> [HOW TO COMPLETE THIS TASK] Carry on the Colombia travel post from the point where it stops.

> [SOURCE DOCUMENT]
━━━━━━━━━━
This country will not let me leave...
I’ve been hijacked by Colombia. I’m meant to be in Panama by now, but I’ve just postponed my flight for the third time in three weeks. I’m being held captive by this country and its exotic charms. I’ll never make it home at this rate.
I never even meant to come to here. I wanted to, but to be completely honest I was scared. I was worried that I’d be spiked with Burandanga - the freaky local backstreet drug that’s made from the Datura plant, which removes your free will and turns into a self-robbing zombie. In fact all I had to worry about was being invited to lick poison dart frogs with a nutty professor. How could I have been so ignorant?
Military man outside the halls of justice in Bogota. The ants are an art installation and represent Colombia's millions of refugees - the human cost of cocaine in this country.
I came because I got an email from a frog scientist who’d been reading my blog and invited me to Bogota to check out the work he and his colleagues are doing. It was an exceedingly random offer, but these days I’m really into random. I like the idea that the frogs are guiding my path, taking me away from the well-worn South American gringo trail and the same old travel decisions I’ve made for years. I’m handing my destiny over to the little green guys. So I said yes.
No room for Superman - public phone Bogota-style
It turns out that frogs make pretty good travel agents. Far from being the post apocalyptic urban hell-hole I had in mind, Bogota rocks. It’s the coolest city I’ve been to in years and really no more edgy than many other South American capitals.
It kind of reminds me of a Latino version of New York 20 years ago – pulsating with energy and an eclectic culture featuring great live music, world class museums, funky flea markets, kooky hole-in-the-wall bars and some seriously dodgy neighbourhoods rubbing up against super chic uptown restaurants and clubs. Oh and great people, who are also unbelievably welcoming. So, not that much like New York, then.
Snappy dressing knows no age limit in this town.
Colombia has tons of really amazing frogs too. Nearly eight hundred different species. In fact, if it wasn’t for Brazil (which has a few more species but is, after all, massive) it would be the amphibian capital of the world. And those are just the ones they know about - there are hundreds of species that have yet to be discovered in jungles that continue to be no-go areas thanks to decades of civil war.
━━━━━━━━━━
> [DATASET ENTRIES]
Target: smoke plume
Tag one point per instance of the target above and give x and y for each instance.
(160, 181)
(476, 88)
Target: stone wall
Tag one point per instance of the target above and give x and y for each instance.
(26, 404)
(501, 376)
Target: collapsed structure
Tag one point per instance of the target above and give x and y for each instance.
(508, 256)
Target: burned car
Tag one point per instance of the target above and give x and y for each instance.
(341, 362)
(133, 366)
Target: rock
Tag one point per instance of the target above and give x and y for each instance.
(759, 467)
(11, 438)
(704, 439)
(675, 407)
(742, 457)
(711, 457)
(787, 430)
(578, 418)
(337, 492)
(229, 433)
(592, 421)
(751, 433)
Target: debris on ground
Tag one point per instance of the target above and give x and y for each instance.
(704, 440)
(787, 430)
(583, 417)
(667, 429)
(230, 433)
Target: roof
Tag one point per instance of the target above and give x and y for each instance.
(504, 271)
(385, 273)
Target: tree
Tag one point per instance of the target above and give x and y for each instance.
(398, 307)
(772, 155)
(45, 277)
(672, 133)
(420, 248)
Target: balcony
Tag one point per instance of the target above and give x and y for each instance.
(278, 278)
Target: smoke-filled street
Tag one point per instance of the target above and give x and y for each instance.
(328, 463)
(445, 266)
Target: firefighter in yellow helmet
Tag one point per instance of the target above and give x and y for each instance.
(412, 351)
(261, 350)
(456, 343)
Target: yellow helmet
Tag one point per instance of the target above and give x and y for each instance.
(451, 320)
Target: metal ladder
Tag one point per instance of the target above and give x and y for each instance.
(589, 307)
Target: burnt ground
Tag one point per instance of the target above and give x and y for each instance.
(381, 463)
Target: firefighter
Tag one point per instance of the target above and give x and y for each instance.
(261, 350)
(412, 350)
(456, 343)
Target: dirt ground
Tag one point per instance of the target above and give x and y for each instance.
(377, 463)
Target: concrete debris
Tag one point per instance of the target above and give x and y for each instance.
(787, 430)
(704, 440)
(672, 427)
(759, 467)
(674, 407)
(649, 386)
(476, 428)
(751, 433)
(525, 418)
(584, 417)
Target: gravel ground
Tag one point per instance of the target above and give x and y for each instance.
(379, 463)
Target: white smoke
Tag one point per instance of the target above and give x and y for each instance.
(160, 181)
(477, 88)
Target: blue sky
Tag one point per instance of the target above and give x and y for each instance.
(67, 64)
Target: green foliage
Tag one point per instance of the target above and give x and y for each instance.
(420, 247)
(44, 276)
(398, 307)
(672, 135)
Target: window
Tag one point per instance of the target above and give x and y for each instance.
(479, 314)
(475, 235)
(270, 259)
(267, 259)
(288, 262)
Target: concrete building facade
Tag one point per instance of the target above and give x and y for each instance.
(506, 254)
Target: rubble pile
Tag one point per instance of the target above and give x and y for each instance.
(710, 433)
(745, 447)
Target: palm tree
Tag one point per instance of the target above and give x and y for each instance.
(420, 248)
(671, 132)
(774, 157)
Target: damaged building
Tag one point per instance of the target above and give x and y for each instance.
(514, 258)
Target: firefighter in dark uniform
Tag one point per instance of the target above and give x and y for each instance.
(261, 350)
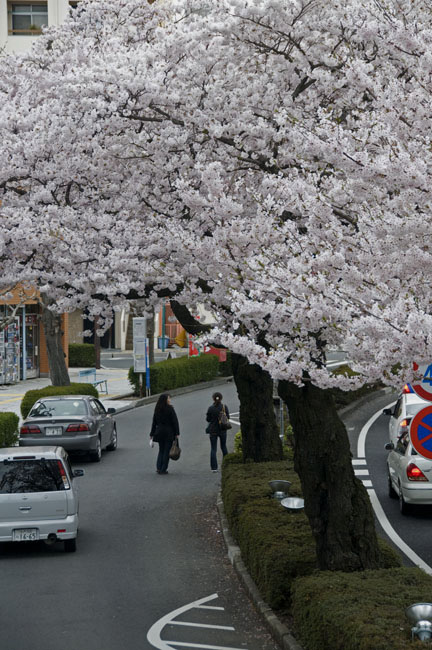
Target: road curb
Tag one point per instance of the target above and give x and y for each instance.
(176, 391)
(279, 631)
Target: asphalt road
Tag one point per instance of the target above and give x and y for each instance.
(149, 548)
(414, 529)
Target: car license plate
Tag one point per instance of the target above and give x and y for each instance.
(25, 534)
(53, 431)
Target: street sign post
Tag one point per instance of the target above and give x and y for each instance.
(140, 349)
(421, 432)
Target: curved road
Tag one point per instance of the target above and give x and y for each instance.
(150, 561)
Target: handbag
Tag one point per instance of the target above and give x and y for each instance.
(223, 420)
(175, 450)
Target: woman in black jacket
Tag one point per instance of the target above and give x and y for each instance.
(164, 429)
(215, 430)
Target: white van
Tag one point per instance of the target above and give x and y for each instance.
(38, 497)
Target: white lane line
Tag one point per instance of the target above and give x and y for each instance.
(379, 512)
(361, 443)
(382, 518)
(154, 638)
(213, 627)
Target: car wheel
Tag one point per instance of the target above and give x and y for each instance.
(113, 444)
(70, 545)
(391, 491)
(403, 506)
(96, 455)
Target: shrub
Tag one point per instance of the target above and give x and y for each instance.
(358, 611)
(8, 429)
(31, 396)
(175, 373)
(82, 355)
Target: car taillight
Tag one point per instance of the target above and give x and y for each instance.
(30, 428)
(63, 474)
(78, 427)
(414, 473)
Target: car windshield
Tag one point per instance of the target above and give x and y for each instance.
(30, 476)
(55, 408)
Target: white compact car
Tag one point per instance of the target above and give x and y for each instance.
(401, 414)
(38, 496)
(409, 475)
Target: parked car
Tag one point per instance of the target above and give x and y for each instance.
(38, 496)
(401, 414)
(79, 423)
(409, 475)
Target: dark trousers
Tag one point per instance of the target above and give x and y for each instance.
(163, 455)
(213, 450)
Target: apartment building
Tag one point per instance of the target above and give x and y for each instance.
(21, 21)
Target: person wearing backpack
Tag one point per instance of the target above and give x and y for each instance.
(218, 423)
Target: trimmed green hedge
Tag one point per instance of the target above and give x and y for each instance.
(358, 611)
(175, 373)
(277, 546)
(82, 355)
(31, 396)
(8, 429)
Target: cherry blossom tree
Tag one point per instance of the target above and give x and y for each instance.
(270, 160)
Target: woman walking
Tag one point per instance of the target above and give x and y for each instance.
(164, 429)
(214, 429)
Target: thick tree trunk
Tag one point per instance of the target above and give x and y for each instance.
(51, 322)
(336, 502)
(260, 433)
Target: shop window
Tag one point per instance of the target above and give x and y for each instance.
(27, 19)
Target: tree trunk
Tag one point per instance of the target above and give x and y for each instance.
(260, 433)
(51, 322)
(336, 502)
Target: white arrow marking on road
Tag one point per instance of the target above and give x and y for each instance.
(379, 512)
(153, 635)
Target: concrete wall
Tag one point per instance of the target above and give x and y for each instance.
(57, 12)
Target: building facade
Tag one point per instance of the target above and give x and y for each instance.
(21, 21)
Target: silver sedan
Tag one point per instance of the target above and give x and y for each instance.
(78, 423)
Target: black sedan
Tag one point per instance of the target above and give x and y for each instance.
(78, 423)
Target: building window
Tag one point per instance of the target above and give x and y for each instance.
(27, 19)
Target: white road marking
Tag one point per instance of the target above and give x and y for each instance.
(379, 512)
(153, 635)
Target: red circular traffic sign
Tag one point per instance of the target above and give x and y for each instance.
(421, 432)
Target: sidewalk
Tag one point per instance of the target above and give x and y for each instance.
(117, 382)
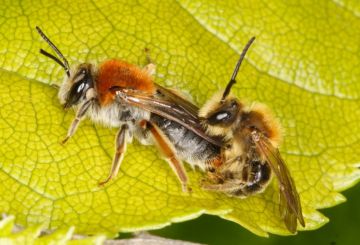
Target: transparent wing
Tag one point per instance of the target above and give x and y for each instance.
(290, 206)
(170, 105)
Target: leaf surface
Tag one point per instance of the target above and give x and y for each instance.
(304, 64)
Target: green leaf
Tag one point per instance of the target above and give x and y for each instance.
(31, 235)
(303, 64)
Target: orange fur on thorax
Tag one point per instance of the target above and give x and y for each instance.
(116, 73)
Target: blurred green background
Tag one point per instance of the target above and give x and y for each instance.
(343, 228)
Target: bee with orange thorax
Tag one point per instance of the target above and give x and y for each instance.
(93, 92)
(249, 151)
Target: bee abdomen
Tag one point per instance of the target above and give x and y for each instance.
(257, 177)
(189, 146)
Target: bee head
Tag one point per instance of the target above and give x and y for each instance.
(218, 116)
(78, 87)
(222, 111)
(78, 84)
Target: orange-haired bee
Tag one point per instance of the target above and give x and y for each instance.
(249, 152)
(93, 92)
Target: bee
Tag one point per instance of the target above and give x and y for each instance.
(249, 153)
(93, 92)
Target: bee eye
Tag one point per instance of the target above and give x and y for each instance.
(221, 117)
(233, 104)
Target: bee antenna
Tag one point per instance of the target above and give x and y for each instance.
(236, 70)
(63, 63)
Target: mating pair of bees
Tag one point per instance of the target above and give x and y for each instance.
(234, 144)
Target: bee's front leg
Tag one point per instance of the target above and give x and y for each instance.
(75, 123)
(120, 149)
(168, 150)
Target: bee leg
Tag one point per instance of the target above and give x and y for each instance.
(167, 148)
(150, 68)
(75, 123)
(119, 153)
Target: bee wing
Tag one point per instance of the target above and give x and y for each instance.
(170, 106)
(290, 206)
(174, 96)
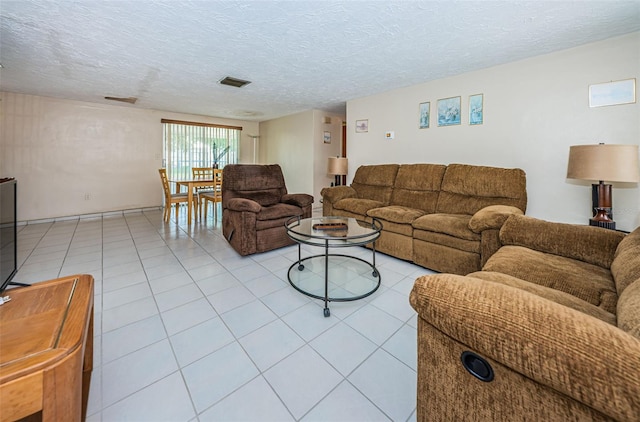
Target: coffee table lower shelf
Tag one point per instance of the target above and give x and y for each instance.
(319, 285)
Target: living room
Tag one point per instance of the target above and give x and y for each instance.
(535, 108)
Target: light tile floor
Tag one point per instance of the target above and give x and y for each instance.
(188, 330)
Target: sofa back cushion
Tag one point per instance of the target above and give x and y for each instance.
(375, 182)
(466, 189)
(417, 186)
(625, 267)
(261, 183)
(593, 245)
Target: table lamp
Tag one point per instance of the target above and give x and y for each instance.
(603, 162)
(337, 166)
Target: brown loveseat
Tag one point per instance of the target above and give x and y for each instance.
(255, 206)
(555, 313)
(446, 218)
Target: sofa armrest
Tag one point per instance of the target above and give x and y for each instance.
(243, 204)
(300, 199)
(336, 193)
(594, 245)
(575, 354)
(492, 217)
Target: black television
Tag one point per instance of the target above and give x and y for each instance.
(8, 232)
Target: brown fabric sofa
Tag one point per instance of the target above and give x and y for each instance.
(255, 206)
(555, 312)
(446, 218)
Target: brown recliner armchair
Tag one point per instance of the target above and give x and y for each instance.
(255, 206)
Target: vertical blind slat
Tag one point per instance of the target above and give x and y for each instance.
(187, 146)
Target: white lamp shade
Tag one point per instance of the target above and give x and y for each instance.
(337, 166)
(609, 163)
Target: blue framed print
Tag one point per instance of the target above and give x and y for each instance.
(476, 115)
(449, 111)
(424, 115)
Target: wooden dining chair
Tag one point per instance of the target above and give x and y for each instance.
(172, 198)
(213, 196)
(202, 173)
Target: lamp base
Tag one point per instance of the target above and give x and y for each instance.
(601, 219)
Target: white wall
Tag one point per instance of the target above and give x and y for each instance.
(296, 142)
(60, 151)
(533, 111)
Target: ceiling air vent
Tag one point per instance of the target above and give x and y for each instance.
(238, 83)
(130, 100)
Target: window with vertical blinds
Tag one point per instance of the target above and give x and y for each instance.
(190, 144)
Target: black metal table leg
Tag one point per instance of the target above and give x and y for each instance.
(327, 312)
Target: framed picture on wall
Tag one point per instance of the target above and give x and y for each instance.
(424, 115)
(362, 126)
(449, 111)
(612, 93)
(476, 116)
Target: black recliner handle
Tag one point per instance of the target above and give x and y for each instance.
(477, 366)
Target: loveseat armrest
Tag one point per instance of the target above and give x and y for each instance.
(243, 204)
(336, 193)
(577, 355)
(300, 199)
(492, 217)
(594, 245)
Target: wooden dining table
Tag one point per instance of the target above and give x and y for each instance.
(191, 184)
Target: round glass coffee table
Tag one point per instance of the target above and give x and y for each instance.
(334, 277)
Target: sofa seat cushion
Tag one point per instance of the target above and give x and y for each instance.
(357, 206)
(444, 242)
(626, 261)
(585, 281)
(396, 214)
(456, 225)
(278, 211)
(557, 296)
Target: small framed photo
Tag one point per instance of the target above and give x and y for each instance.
(476, 116)
(612, 93)
(449, 111)
(362, 126)
(424, 115)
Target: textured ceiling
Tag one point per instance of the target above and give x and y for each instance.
(299, 55)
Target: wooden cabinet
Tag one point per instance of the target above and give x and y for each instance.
(46, 350)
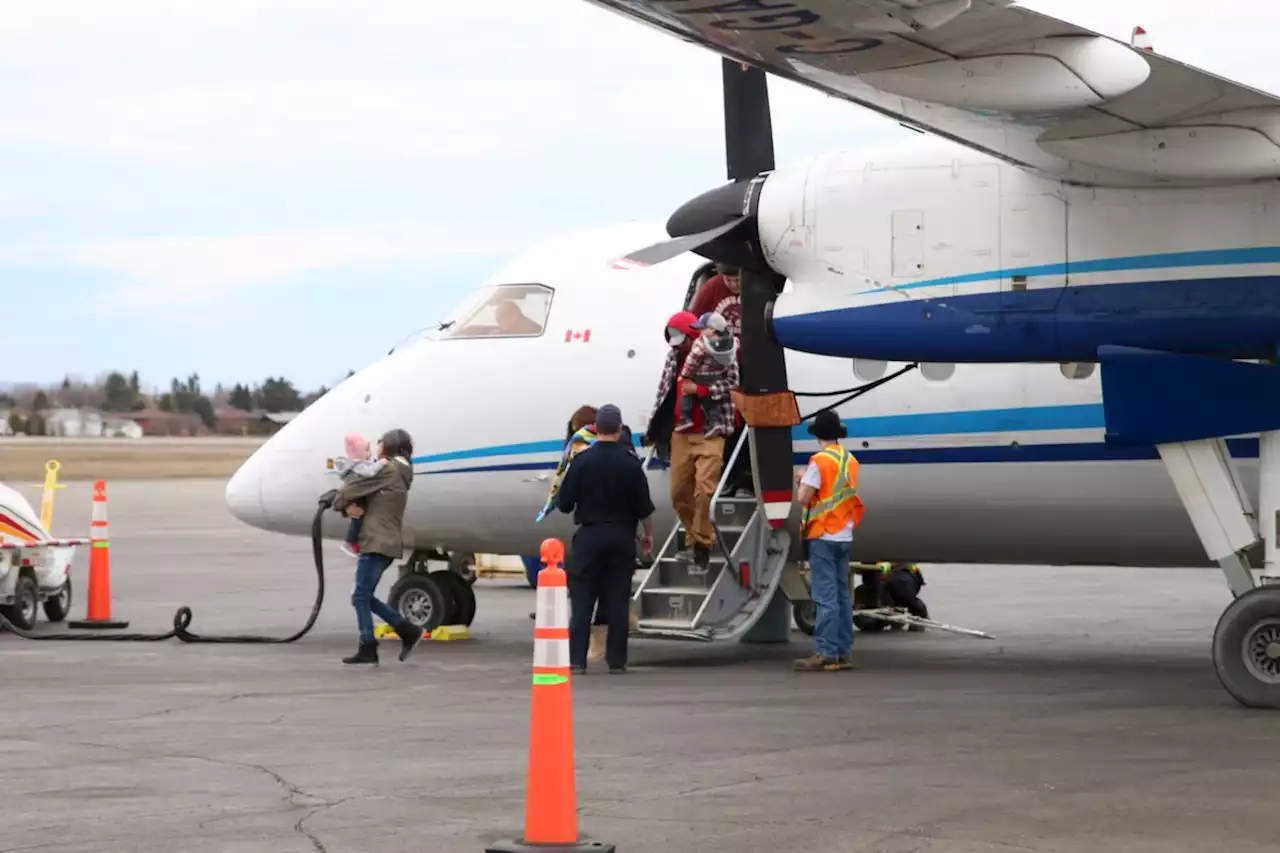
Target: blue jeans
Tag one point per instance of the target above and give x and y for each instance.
(828, 576)
(369, 571)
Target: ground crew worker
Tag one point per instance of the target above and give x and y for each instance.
(608, 495)
(828, 491)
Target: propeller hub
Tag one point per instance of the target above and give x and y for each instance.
(731, 203)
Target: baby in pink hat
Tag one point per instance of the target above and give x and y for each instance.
(357, 464)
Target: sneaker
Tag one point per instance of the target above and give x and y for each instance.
(817, 664)
(366, 653)
(410, 635)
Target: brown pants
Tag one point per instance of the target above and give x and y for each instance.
(696, 463)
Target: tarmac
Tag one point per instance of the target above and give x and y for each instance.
(1092, 723)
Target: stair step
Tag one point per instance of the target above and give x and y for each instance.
(675, 573)
(672, 602)
(666, 624)
(677, 591)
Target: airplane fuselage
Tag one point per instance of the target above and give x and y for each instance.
(968, 259)
(978, 463)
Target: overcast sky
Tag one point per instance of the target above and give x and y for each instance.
(252, 187)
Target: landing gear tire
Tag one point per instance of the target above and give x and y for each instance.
(1247, 648)
(461, 598)
(805, 612)
(865, 597)
(420, 600)
(26, 603)
(59, 607)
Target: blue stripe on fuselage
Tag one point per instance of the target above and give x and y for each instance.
(1235, 318)
(1168, 260)
(942, 423)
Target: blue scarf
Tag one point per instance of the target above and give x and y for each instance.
(580, 441)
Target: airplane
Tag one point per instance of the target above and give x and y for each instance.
(1080, 261)
(1124, 215)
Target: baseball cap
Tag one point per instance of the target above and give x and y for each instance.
(608, 419)
(826, 427)
(682, 322)
(711, 320)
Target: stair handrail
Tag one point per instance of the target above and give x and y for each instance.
(716, 500)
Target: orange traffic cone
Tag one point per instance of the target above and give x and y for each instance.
(551, 799)
(99, 611)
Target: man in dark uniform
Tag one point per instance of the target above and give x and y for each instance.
(608, 495)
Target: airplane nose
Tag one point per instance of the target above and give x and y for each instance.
(245, 493)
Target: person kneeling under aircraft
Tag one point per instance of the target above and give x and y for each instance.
(900, 583)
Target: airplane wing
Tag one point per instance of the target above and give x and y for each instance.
(1014, 83)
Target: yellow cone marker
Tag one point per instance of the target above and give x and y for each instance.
(46, 501)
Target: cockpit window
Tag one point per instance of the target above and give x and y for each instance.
(503, 311)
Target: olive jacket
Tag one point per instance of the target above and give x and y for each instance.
(385, 495)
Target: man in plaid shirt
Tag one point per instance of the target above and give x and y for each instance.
(698, 434)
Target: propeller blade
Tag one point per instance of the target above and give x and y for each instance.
(748, 127)
(668, 249)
━━━━━━━━━━
> [RESPONSE BOX]
Look into my eyes...one of Colombia's many mesmerising amphibians
The frog scientist who invited me – Dr Andrew Crawford – is part of a crack Colombian frog squad. They’re like the amphibian A team, battling away on the fungus fighting frontline. The deadly Chytrid fungus is invading this country from three different entry points. If someone doesn’t find a way to save the frogs fast then up to eighty percent of the species could go extinct in the higher altitudes favoured by the fungus - a devastating loss to global amphibian biodiversity.
But I believe in Andrew and his team. Not just because he’s passionate, dedicated and super smart but mostly because he looks just like Brains from Thunderbirds. And Thunderbirds always win.
Brains Bigger brains
Andrew’s lovely wife Vicky is tasked with getting to know the enemy by cultivating Chytrid in the lab. Ironically for a fungus that is seemingly unstoppable in the wild, Chytrid is remarkably hard to culture. After 15 months of trial and error Vicky and her colleague Edgar behave like proud parents that have survived IVF and refer to their first precious culture as their baby, and spoil it rotten. I made this short video of baby taking its first steps.
The large round circles are the
fungal bodies, these imbed themselves in the frog’s skin cells and then the small mobile spores erupt out of them, ready to grow more fungus. It looks so innocuous but is an alarming efficient frog killing system.
They are also searching for a potential foil to the fungus and are particularly interested in the skin of a population of Atelopus toads that have Chytrid but haven't died from it. By culturing the skin scrapings of these toads they hope to discover some frog-friendly bacteria that's providing them with their immunity.
Above the clouds...the remote and beautiful "lost city"
I’m taking a break from the capital to make the five-day trek, high up into the Sierra Nevada mountains of Northern Colombia to visit the “lost city”, which sounds like something out of an Indiana Jones movie and has the looks and story to match. This ancient city, home to the pre-Inka Tayrona people, was abandoned during the Spanish conquest and “lost” for centuries until a couple of Colombian treasure hunters stumbled upon it in the early 1970’s.
At the time, the area was a prime spot for the cultivation of Santa Marta Gold – a particularly strong strain of marijuana. The grave robbers must have thought they’d smoked too much when they discovered this Eldorado - half consumed by the jungle and stuffed with gold. But in the end their greed was over-powering and they killed each other, and many others also died during the subsequent looting of its treasures.
The trek features amazing scenery and competitively priced wildlife
It’s an incredible hike, gruelling and beautiful in equal measures, up and down steep mountain paths, through pristine jungle and wading waste deep through crystal clear rivers, which I only hope are still Chytrid free. At least it sounds as if the frogs here are alive and well – we are serenaded each night in our hammocks by a cacophony of amorous amphibians including the deafening whoop-whoop of the smoky jungle frog.
The smoky jungle frog is a big meaty brute - I had to stop our camp cook turning this one into dinner.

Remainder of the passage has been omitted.